_Goal_
Format every line of the records below as a JSON list of strings, one string per line, leaving out blank lines and the pictures.

_Records provided_
'''

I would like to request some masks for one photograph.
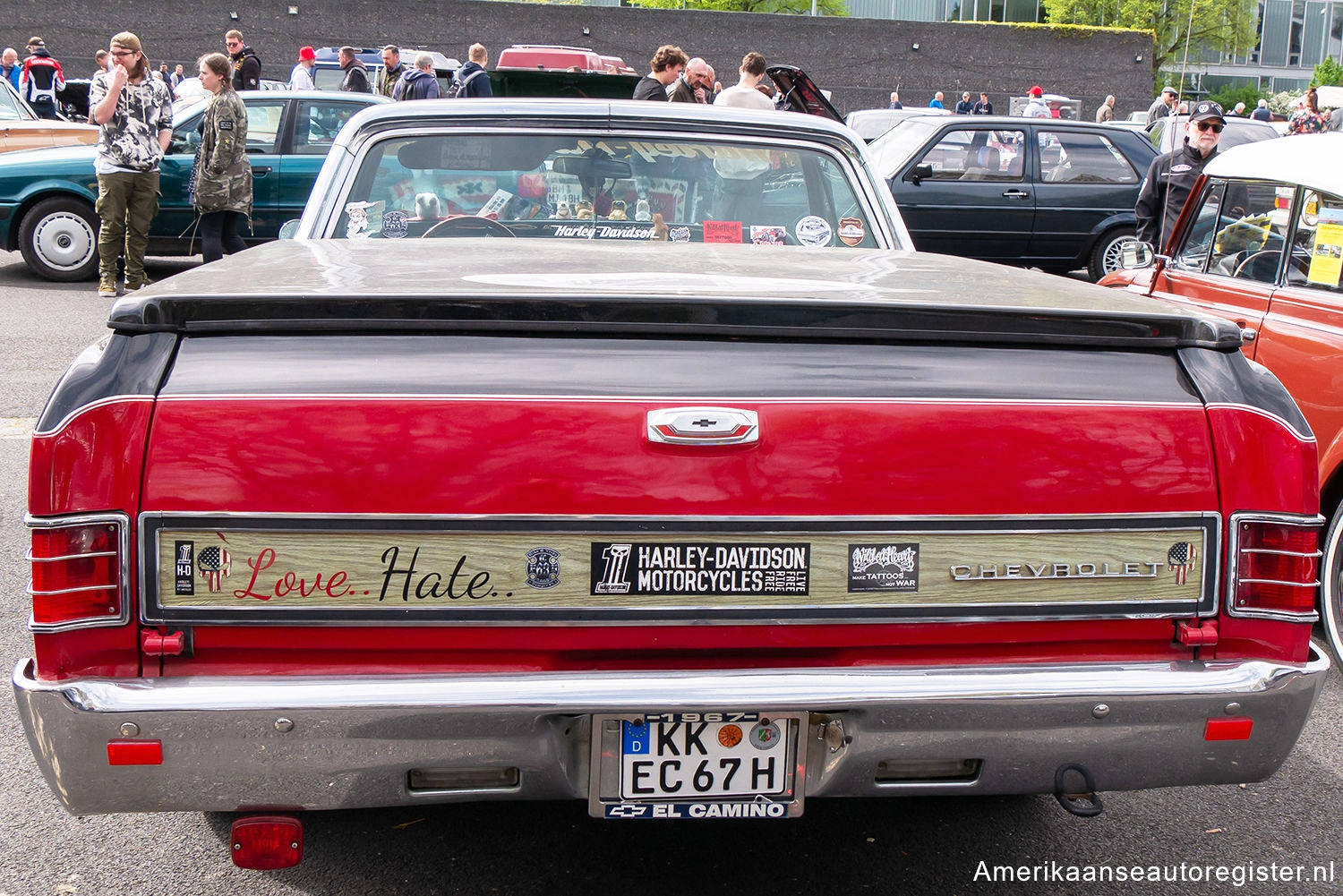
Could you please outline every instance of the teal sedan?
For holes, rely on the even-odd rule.
[[[252,228],[243,238],[263,243],[298,218],[336,133],[356,111],[377,102],[371,94],[259,90],[247,103],[247,153],[252,165]],[[173,137],[160,164],[158,215],[149,228],[150,255],[200,253],[196,212],[187,195],[200,142],[205,99],[173,107]],[[28,149],[0,154],[0,249],[23,253],[24,263],[54,281],[90,279],[98,270],[98,179],[94,146]]]

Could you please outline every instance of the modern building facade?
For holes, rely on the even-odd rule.
[[[847,0],[849,15],[909,21],[1042,21],[1041,0]],[[1246,47],[1209,50],[1189,60],[1186,87],[1211,93],[1253,85],[1262,93],[1304,90],[1315,64],[1343,62],[1343,0],[1261,0]]]

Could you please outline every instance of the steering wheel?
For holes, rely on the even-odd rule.
[[[475,215],[459,215],[441,220],[426,230],[420,239],[430,236],[517,236],[512,230],[498,223],[493,218],[477,218]]]
[[[1273,265],[1273,270],[1269,274],[1268,279],[1261,279],[1258,277],[1254,277],[1253,275],[1253,270],[1254,270],[1253,266],[1254,266],[1254,263],[1257,261],[1269,259],[1269,258],[1272,258],[1276,262],[1281,255],[1283,255],[1283,250],[1281,249],[1261,249],[1257,253],[1250,253],[1249,257],[1246,257],[1245,261],[1242,261],[1240,265],[1236,266],[1236,273],[1233,274],[1233,277],[1248,277],[1250,279],[1260,281],[1261,283],[1270,283],[1277,277],[1277,265],[1276,263]]]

'''

_Solution for this problem_
[
  "I would like to request some masks for one photograph.",
  "Could you please outline every instance of the teal sedan?",
  "For holes, rely on the even-odd rule.",
  "[[[252,228],[243,238],[263,243],[298,218],[336,133],[356,111],[377,102],[371,94],[259,90],[247,103],[247,153],[252,165]],[[173,137],[160,164],[158,215],[149,228],[150,255],[200,253],[196,212],[187,195],[200,142],[205,99],[173,107]],[[28,149],[0,154],[0,249],[23,253],[24,263],[54,281],[90,279],[98,270],[98,179],[94,146]]]",
  "Could you please outline every instance of the modern building facade?",
  "For holes, rely on the even-odd rule.",
  "[[[847,0],[849,15],[909,21],[1042,21],[1041,0]],[[1246,47],[1209,50],[1189,60],[1186,87],[1211,93],[1253,85],[1262,93],[1304,90],[1315,64],[1343,62],[1343,0],[1261,0]]]",
  "Could you please outline every instance of the steering wheel?",
  "For holes, rely on the even-odd rule.",
  "[[[475,215],[459,215],[441,220],[426,230],[420,239],[430,236],[517,236],[512,230],[498,223],[493,218],[477,218]]]",
  "[[[1273,265],[1273,270],[1269,274],[1268,279],[1261,279],[1258,277],[1254,277],[1253,275],[1253,270],[1254,270],[1253,266],[1254,266],[1254,263],[1257,261],[1269,259],[1269,258],[1272,258],[1276,262],[1281,255],[1283,255],[1283,250],[1281,249],[1261,249],[1257,253],[1250,253],[1249,257],[1246,257],[1245,261],[1242,261],[1240,265],[1236,266],[1236,273],[1233,274],[1233,277],[1248,277],[1250,279],[1260,281],[1261,283],[1270,283],[1277,277],[1277,265],[1276,263]]]"
]